* [OBJECTIVE]
Which of the rows below contain the word "roof"? Copy out each such line in full.

[Collection entries]
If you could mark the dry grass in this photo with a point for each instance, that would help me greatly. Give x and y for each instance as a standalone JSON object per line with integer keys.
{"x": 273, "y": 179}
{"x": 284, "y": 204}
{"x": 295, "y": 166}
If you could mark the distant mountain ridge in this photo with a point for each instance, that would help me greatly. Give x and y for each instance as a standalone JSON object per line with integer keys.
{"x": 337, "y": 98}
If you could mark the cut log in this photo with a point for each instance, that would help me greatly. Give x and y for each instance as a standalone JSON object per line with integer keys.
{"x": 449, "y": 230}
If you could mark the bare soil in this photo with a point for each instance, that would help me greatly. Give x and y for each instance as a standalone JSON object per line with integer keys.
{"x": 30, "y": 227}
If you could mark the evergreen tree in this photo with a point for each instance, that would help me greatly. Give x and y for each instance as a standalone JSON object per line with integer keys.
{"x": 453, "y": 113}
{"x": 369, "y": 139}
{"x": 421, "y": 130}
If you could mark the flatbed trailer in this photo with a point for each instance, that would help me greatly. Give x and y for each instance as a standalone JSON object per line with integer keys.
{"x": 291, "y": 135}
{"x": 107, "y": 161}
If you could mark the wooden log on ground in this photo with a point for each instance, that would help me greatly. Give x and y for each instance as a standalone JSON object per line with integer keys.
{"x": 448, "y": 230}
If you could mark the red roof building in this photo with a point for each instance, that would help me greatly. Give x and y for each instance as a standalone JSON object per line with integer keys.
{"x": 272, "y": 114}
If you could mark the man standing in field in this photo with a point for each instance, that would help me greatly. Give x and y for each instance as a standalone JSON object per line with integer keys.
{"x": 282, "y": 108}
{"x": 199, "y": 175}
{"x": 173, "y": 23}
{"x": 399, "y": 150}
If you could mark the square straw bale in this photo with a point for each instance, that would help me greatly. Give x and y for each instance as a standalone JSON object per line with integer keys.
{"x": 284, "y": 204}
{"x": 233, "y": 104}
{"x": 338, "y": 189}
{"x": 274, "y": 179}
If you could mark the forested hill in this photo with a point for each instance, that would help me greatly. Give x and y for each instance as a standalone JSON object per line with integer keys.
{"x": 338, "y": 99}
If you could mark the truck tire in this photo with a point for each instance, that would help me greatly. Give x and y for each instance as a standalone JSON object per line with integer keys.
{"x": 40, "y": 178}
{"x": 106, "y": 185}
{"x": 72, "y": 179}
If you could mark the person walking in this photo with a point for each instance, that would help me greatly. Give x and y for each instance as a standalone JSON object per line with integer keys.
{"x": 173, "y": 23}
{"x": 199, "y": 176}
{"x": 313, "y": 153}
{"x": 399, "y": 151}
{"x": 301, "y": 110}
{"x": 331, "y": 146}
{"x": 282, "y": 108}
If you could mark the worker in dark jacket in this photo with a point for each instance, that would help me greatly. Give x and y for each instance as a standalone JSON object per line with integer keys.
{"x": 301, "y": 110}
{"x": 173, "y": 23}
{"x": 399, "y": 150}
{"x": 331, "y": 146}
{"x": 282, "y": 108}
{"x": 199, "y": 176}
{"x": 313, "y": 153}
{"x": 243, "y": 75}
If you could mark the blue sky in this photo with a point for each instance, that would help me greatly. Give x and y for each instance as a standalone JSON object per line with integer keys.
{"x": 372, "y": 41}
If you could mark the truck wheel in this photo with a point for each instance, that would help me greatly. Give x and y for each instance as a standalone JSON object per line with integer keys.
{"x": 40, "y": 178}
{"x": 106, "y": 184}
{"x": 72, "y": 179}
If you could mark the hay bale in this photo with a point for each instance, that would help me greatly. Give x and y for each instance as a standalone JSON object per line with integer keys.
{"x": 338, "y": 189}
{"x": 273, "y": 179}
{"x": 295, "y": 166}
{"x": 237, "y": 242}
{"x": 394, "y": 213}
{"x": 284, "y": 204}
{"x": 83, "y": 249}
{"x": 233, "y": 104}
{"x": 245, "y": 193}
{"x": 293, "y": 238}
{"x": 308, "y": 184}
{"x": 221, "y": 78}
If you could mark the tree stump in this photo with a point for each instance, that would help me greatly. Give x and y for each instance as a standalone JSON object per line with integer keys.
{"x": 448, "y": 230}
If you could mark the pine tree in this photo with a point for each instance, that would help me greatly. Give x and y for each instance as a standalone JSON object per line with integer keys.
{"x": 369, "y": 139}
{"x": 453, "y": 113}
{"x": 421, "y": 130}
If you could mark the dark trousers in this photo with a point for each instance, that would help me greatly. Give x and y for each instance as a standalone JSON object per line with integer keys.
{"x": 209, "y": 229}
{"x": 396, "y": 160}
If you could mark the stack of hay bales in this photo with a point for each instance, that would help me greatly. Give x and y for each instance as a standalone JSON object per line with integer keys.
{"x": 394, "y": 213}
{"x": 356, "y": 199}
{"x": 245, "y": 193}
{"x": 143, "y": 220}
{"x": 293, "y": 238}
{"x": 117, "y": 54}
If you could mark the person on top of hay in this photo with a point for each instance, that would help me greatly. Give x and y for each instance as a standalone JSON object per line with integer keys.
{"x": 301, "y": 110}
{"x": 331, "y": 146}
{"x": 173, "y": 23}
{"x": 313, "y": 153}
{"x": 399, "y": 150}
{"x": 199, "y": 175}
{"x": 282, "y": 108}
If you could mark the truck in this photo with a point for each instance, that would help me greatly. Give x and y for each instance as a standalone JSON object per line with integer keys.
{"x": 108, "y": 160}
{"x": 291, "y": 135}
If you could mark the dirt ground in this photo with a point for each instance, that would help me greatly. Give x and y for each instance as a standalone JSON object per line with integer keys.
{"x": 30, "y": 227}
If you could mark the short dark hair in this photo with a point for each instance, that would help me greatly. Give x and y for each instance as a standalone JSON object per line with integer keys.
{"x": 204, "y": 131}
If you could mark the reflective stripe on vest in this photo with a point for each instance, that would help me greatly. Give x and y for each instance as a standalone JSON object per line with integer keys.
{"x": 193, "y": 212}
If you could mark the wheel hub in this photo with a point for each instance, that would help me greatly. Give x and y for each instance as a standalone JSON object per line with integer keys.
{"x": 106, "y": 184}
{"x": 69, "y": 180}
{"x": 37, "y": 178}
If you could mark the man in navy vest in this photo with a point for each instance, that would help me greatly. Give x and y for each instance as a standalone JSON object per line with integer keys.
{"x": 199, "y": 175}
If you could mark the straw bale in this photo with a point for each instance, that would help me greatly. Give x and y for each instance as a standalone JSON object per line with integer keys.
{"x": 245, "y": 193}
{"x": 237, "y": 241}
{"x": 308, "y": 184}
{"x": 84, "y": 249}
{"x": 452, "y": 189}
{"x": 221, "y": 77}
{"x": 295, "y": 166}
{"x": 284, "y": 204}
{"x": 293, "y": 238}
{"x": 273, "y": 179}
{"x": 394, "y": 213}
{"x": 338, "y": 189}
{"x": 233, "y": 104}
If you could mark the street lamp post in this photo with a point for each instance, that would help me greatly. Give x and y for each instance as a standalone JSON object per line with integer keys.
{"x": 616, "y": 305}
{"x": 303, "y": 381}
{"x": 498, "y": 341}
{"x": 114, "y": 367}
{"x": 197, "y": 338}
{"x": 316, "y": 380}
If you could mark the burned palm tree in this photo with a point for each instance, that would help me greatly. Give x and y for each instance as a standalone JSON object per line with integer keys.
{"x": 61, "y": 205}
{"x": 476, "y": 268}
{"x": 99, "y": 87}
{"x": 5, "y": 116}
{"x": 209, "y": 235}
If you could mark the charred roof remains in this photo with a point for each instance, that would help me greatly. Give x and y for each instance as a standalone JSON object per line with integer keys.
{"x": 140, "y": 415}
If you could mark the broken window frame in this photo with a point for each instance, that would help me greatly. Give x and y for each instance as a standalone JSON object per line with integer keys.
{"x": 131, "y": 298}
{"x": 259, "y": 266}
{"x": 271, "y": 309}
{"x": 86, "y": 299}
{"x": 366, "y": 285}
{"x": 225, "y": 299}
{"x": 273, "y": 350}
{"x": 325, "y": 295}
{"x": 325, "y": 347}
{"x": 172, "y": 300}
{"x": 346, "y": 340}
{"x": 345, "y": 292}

...

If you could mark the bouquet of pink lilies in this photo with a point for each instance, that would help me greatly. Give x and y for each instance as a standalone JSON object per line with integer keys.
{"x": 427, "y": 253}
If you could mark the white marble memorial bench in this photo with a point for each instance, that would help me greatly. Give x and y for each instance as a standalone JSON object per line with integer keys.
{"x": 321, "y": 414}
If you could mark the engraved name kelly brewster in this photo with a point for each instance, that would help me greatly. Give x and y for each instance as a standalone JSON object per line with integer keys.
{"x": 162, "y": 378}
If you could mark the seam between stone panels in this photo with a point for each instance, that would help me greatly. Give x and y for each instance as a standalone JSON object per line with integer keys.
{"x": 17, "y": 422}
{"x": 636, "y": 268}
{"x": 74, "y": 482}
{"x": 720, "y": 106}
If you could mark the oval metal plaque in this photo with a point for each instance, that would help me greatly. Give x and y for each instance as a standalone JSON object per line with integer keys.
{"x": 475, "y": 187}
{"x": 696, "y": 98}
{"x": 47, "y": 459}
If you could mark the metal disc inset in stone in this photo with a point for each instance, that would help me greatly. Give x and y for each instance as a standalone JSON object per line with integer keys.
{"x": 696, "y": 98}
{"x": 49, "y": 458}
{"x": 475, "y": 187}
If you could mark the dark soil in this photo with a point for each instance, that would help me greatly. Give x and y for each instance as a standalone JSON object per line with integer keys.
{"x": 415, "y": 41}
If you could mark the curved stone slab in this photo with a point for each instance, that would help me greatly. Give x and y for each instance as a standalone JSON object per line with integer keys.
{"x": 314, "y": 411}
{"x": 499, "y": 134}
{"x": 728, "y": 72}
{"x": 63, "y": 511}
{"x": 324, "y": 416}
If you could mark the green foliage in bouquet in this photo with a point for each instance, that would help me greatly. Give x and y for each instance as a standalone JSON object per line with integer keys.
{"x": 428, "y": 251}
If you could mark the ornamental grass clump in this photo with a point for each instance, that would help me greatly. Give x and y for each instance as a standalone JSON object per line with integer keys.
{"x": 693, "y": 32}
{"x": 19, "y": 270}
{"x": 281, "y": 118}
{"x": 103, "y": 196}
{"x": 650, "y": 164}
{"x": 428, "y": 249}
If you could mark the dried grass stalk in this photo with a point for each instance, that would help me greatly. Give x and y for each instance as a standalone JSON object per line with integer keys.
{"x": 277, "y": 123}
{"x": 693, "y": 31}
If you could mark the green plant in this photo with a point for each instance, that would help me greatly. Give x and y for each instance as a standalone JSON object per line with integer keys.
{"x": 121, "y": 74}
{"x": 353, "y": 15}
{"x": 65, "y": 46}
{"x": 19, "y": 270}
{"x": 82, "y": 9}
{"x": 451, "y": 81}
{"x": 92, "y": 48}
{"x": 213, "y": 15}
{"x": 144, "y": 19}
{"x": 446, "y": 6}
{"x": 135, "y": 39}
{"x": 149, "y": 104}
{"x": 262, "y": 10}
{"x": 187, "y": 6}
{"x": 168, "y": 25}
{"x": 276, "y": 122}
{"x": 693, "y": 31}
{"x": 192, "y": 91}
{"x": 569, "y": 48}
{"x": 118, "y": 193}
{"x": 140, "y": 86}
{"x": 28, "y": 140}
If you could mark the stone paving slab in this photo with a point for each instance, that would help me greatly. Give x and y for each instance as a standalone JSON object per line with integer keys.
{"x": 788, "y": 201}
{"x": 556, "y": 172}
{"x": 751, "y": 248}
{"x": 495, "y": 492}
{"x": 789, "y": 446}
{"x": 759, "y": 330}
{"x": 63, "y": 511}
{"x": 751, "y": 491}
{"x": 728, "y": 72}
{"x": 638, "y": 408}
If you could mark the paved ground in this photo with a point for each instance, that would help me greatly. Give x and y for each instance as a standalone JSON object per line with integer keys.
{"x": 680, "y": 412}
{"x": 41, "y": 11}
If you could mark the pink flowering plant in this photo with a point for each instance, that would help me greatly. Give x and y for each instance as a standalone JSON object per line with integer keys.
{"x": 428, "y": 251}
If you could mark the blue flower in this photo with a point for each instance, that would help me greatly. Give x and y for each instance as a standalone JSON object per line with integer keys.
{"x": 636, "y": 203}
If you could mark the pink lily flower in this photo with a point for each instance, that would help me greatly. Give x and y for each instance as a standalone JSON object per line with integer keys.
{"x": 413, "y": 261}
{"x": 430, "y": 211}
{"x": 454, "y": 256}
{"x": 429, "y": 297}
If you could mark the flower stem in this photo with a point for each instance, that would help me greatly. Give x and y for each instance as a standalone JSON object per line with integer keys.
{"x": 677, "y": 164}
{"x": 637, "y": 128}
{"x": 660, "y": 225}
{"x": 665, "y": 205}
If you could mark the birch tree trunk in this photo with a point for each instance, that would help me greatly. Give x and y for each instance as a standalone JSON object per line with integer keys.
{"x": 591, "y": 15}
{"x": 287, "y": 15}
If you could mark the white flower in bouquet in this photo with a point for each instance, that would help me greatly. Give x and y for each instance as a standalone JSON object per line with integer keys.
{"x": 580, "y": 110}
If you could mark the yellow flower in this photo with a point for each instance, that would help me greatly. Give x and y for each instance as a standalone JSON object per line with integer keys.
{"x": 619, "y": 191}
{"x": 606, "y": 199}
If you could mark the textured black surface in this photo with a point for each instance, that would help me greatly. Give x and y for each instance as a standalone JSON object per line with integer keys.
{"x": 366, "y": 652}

* [TASK SOLUTION]
If you could mark the red roof building in this photo with a point for each instance, that would help me greatly. Give x and y for each instance as a standalone JSON object per line with integer keys.
If you could mark the charred roof remains in this photo with a point for each instance, that would help me greatly. Give x and y for each instance as a standalone JSON object per line with integer keys.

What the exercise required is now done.